Work instruction 1:
From the passage on multiverse theory, echo the text starting at "And if we accept" and ending at "about a multiverse.".
Work instruction 2:
In the passage on multiverse theory, what does the writer say the main part of the page responds to?
Work instruction 3:
Go on with the passage on multiverse theory, picking up after its last sentence.

And if we accept appeals for beating-the-odds with a multiverse, we also may not be able to reach confident conclusions about totally natural evolutions, first with chemical evolution to produce the first life, and then a biological evolution of this life to produce all biocomplexity and biodiversity.  For these questions about a multiverse and its effects on the probabilities of these evolutions, our views can be strongly influenced by our personal preference for a particular worldview that includes personal psychology and social-cultural factors.  The types and amounts of worldview-influence vary in different areas of science, and one area that is strongly affected is our thinking about a multiverse.

        Motivations for Accepting or Rejecting a Multiverse Theory
        Theists who want to “win arguments for God” by their claims for divine intelligent design (before or during history) will be motivated to oppose a multiverse that can weaken (or even neutralize?) their claims for design.  And atheists who want to avoid losing these arguments will be motivated to propose a multiverse;  they will defend it vigorously if they think it is necessary to maintain their worldview-beliefs;  a multiverse seems necessary for atheism, but (since a multiverse might be divinely designed) it would not be sufficient as a proof of atheism, or even to provide evidence for atheism.  By contrast, theists who are not concerned with winning arguments can say “either way is fine, with a universe or multiverse.”  They, and others who mainly just want to find truth, will try to evaluate the pro-and-con arguments — scientific (based on evidence-and-logic), philosophical, and theological — using unbiased logic, although reducing bias is difficult because none of the arguments seem conclusive so "our multiverse-views [to reject or accept it, and think of it as undesigned or designed] can be strongly influenced by our personal preference for a particular worldview and its associated way of life." (this paragraph is quoted from AP/MaoID)
        As an example of this motivation, Robert Mann claims that a multiverse would weaken the persuasiveness of a theistic argument for an intelligent design of nature, saying "If we have empirical support for a compelling ecbatic [naturalistic] mechanism for explaining the origin of the constants of nature, why would we adopt a telic approach to this issue [by claiming that the constants “achieve a purpose” of a divine designer]?  To rise to this theological challenge is no small task. {Mann-2005 307R5}"  {note: In the main part of this page, I respond to a 2009 paper by Robert Mann.}
        This is definitely an apologetics challenge, because a multiverse would weaken claims that intelligent design is an argument for the existence-and-actions of God.  A theological challenge would also occur if, as Mann claims, we should say “no” when we ask would God use a designed multiverse to create our universe?  Saying “no” (which I think is unwise) is declaring that the only theologically acceptable proposal for creation is a single universe;  this restrictive claim-about-creation is challenged by proposals for a multiverse.

Exercise data:

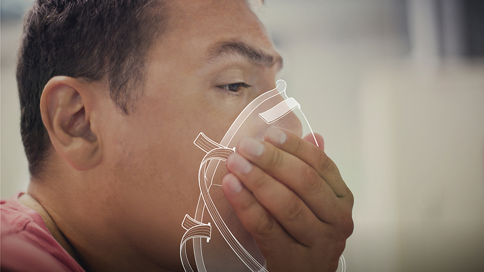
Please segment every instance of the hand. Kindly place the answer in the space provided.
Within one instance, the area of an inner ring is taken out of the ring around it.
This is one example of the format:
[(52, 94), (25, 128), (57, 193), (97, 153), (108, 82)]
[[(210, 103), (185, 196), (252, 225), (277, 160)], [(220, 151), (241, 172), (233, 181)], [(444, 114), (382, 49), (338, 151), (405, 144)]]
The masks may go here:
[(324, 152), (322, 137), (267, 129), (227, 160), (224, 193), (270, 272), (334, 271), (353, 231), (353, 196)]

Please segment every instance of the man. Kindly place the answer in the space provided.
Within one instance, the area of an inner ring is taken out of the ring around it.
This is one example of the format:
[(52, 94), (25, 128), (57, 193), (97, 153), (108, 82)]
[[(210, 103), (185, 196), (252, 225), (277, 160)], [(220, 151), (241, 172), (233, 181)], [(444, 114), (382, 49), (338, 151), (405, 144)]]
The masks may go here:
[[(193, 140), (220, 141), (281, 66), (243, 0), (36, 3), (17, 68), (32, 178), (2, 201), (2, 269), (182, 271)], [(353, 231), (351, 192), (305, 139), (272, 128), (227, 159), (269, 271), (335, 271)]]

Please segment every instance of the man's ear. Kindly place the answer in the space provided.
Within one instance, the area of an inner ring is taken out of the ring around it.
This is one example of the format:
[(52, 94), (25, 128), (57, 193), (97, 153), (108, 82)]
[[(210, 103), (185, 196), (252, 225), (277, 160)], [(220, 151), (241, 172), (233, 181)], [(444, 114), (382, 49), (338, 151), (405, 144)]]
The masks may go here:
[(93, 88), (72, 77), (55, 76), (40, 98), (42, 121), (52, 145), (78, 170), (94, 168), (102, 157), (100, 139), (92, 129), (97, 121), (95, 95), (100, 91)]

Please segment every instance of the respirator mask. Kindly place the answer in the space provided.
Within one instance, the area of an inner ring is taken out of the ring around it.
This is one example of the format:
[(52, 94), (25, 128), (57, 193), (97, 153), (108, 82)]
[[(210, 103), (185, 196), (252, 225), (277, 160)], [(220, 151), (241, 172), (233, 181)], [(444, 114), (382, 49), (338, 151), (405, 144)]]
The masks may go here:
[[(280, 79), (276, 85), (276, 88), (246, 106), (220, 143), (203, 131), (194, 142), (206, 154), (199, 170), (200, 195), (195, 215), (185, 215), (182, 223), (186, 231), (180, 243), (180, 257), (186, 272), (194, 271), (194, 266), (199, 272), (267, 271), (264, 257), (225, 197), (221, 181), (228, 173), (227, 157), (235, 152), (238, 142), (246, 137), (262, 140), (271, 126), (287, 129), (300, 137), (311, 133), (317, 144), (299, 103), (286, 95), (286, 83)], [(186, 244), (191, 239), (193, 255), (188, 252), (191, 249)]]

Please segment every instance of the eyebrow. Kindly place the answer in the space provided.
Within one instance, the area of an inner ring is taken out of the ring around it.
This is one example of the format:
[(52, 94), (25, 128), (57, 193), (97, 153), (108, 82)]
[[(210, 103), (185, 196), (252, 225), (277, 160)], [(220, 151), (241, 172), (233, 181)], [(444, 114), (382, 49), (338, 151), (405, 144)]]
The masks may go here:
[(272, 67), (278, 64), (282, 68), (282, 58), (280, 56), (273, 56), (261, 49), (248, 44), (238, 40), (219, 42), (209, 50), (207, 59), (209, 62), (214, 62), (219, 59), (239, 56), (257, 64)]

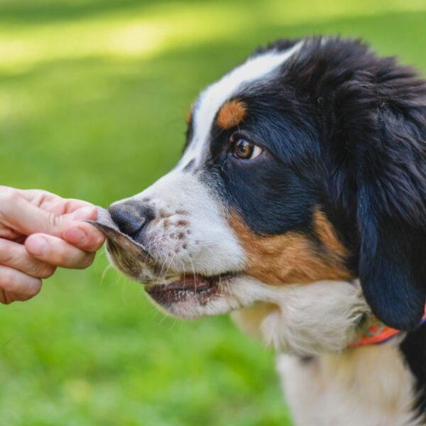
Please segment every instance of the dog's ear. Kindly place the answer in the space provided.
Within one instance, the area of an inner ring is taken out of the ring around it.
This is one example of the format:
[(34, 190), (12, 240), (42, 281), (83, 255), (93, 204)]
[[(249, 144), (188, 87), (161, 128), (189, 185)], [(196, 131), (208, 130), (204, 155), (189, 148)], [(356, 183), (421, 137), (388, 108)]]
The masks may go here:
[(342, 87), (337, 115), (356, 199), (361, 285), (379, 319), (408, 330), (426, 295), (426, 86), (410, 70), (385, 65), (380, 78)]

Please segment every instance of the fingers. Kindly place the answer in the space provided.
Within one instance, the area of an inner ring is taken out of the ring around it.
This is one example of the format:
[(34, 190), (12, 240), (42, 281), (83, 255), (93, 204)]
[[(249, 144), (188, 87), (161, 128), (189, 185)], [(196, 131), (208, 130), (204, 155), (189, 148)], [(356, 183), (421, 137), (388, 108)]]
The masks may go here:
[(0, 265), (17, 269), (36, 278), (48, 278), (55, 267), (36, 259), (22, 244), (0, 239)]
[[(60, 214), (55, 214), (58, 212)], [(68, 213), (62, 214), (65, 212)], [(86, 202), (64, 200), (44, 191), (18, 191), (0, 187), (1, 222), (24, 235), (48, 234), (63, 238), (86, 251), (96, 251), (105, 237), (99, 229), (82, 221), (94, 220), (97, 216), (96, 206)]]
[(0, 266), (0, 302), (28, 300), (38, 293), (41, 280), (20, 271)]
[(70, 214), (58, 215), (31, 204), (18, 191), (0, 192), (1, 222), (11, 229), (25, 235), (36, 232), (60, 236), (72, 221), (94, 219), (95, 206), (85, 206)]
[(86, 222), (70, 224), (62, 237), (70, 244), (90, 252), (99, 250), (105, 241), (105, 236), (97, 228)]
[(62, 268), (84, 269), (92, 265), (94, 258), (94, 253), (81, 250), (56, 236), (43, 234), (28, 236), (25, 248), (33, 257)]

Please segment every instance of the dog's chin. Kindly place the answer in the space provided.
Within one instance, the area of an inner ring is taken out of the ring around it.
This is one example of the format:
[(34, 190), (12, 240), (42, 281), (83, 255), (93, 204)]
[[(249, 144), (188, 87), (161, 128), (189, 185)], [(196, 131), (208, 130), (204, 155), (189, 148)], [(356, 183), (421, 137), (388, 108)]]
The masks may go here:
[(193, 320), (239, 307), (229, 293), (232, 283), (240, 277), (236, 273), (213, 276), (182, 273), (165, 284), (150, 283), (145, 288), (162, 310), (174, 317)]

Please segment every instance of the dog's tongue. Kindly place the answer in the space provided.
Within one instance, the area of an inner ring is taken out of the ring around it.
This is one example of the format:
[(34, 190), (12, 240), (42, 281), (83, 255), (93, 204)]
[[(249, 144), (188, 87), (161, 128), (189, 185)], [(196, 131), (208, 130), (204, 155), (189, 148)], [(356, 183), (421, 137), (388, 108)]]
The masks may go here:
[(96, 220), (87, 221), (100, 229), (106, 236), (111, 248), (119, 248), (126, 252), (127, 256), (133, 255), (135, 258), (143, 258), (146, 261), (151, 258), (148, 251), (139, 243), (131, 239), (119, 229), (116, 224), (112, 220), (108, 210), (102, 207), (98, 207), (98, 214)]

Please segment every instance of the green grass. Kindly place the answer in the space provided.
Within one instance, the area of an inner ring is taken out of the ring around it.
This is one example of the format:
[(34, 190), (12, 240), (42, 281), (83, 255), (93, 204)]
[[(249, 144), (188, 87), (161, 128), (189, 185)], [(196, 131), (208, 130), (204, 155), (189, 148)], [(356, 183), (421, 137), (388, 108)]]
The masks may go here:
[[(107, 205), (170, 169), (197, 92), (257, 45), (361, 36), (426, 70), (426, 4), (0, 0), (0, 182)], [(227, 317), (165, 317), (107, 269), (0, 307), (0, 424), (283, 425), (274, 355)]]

Response area 1:
And if we accept appeals for beating-the-odds with a multiverse, we also may not be able to reach confident conclusions about totally natural evolutions, first with chemical evolution to produce the first life, and then a biological evolution of this life to produce all biocomplexity and biodiversity.  For these questions about a multiverse and its effects on the probabilities of these evolutions, our views can be strongly influenced by our personal preference for a particular worldview that includes personal psychology and social-cultural factors.  The types and amounts of worldview-influence vary in different areas of science, and one area that is strongly affected is our thinking about a multiverse.

Response area 2:
A 2009 paper by Robert Mann.

Response area 3:
        Appropriate Humility in Science and Theology
        Our questions about a multiverse — does it exist? if yes, what is its size, and is it designed or undesigned? and so on — cannot be decisively answered by scientific evidence and logic, so our multiverse-views can be strongly influenced by our personal preference for a particular worldview and its associated way of life.  My Creation-FAQ (Section 5G) says, "In science and theology, our humility should be appropriate, not too little and not too much.  We can make some claims, but not others, with confidence."  An appropriate humility — not too little, not too much, and with a good attitude — is useful when we're thinking about intelligent designs in a single-universe or multiverse-universe, and communicating with each other.



Energy Conservation in the Many Worlds of MWI
    If many universes (each with a huge mass/energy) are being produced by the process claimed by MWI many times each second, does this violate a conservation of energy?  The MWI-Everett FAQ (by Price) says NO because "the energy of the total wavefunction... involves summing over each world, weighted with its probability measure."  Similarly, Wikipedia says "the energy of each branch has to be weighted by its probability, according to the standard formula for the conservation of energy in quantum theory. This results in the total energy of the multiverse being conserved."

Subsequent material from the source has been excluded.